[Job]:
Convert the lines starting at the one containing "segment dark foreground water" and ending at the one containing "M 4 321 L 214 321 L 215 224 L 0 224 Z" into a JSON list of strings, one string per line, leaving out blank lines.

# START OF Data shown

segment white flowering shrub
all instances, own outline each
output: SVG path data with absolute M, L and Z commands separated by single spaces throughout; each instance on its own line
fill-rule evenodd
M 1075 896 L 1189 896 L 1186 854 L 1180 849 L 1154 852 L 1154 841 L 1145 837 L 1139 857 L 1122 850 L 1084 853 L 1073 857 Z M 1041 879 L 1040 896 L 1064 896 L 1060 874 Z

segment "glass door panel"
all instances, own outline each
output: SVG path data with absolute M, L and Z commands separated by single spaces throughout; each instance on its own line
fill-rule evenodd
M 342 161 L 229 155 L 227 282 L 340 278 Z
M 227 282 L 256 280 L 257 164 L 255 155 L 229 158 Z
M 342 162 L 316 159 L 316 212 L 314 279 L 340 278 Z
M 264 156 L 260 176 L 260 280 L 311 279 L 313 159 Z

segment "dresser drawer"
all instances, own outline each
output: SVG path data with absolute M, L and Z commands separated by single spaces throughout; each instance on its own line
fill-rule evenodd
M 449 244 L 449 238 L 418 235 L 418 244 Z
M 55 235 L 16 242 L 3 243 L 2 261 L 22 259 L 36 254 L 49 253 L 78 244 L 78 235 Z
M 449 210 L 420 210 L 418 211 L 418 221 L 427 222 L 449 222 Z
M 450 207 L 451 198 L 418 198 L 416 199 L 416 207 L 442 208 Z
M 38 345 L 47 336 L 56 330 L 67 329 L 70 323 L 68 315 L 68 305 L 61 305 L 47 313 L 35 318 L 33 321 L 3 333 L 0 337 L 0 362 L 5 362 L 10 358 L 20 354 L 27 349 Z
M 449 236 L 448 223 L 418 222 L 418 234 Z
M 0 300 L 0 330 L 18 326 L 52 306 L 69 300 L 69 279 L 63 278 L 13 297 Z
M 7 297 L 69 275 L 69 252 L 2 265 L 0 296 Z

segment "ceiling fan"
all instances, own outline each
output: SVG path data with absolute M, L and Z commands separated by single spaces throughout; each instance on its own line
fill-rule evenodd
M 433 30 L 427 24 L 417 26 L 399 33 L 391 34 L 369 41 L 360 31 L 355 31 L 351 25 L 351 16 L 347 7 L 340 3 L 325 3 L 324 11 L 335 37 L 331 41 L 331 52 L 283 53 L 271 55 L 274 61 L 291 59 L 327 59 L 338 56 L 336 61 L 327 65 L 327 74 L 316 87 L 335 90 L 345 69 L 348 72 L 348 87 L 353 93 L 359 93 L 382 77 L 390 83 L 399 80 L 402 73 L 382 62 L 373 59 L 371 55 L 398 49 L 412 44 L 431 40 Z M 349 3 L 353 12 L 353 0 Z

# END OF Data shown
# START OF Data shown

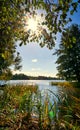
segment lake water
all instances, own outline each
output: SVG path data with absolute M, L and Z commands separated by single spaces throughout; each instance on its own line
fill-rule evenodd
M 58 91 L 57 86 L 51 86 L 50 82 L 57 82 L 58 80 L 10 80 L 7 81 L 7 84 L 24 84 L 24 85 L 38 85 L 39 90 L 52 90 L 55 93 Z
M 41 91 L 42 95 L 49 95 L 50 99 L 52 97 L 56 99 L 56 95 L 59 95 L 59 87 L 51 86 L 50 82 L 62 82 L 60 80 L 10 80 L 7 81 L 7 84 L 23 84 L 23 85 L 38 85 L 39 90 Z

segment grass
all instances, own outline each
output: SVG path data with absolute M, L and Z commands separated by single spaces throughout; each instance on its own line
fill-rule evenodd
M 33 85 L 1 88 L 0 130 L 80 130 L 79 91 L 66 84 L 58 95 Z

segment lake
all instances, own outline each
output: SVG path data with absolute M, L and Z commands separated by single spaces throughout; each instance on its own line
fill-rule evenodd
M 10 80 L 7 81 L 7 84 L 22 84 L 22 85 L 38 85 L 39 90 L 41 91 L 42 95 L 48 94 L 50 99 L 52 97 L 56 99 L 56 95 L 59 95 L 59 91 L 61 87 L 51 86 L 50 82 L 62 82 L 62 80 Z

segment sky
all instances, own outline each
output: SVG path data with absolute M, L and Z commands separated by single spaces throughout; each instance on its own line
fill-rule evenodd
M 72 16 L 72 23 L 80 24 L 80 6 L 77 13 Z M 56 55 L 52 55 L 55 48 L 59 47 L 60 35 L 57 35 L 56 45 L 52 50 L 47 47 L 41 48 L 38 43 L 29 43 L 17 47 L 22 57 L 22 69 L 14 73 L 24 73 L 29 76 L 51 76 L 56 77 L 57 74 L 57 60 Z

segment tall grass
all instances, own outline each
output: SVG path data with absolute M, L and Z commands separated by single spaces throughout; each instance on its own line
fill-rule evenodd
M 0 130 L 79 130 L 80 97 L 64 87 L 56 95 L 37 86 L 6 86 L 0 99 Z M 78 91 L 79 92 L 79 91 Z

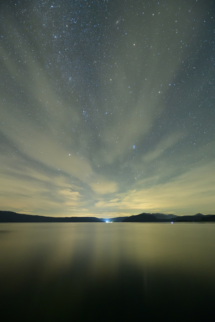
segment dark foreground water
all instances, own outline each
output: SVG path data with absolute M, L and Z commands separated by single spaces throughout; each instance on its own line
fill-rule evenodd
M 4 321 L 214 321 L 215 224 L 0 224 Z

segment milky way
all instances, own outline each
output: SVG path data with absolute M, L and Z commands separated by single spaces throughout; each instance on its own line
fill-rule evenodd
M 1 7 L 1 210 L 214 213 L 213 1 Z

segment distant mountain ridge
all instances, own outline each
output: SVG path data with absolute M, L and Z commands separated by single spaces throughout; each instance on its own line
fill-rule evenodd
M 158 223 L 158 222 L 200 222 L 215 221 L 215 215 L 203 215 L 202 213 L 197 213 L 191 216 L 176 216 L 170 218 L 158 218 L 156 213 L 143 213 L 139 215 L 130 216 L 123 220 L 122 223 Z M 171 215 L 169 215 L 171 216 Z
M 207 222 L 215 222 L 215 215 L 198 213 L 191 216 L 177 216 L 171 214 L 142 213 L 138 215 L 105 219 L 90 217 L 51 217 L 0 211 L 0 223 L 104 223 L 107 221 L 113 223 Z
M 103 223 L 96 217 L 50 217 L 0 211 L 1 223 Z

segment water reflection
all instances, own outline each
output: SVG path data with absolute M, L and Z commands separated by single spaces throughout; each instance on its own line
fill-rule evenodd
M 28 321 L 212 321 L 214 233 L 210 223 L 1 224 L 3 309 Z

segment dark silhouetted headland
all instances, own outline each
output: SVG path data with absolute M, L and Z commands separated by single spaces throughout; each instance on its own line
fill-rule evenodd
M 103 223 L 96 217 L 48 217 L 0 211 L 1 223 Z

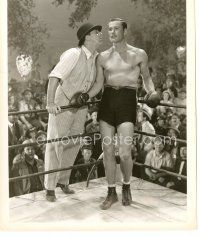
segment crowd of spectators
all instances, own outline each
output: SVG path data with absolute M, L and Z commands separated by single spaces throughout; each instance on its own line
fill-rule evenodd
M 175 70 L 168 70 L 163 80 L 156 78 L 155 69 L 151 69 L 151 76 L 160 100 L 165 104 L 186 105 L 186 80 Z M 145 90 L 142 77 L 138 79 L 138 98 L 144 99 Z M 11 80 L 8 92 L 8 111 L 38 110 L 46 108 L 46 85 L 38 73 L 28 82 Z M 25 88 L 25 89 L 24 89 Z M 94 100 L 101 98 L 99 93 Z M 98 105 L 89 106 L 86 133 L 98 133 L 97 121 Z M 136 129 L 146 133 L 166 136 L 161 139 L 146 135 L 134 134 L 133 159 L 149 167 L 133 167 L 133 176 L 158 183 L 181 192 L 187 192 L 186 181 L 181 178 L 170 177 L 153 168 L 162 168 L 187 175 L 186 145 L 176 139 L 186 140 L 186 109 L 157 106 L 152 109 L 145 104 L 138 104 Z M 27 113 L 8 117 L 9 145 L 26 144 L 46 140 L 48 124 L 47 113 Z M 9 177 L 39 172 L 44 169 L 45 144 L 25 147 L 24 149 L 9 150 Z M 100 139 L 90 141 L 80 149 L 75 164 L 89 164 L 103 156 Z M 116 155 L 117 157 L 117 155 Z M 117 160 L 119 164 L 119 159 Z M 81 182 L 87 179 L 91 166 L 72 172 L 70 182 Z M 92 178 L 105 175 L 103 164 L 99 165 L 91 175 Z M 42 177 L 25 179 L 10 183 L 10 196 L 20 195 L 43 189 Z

# END OF Data shown

[Exercise response]:
[
  "segment dark foreground water",
  "all instances, own outline each",
  "output: SVG path data with absolute M, L and Z commands separated by single spaces throughout; each instance on its own line",
  "fill-rule evenodd",
  "M 4 321 L 214 321 L 215 224 L 0 224 Z"
]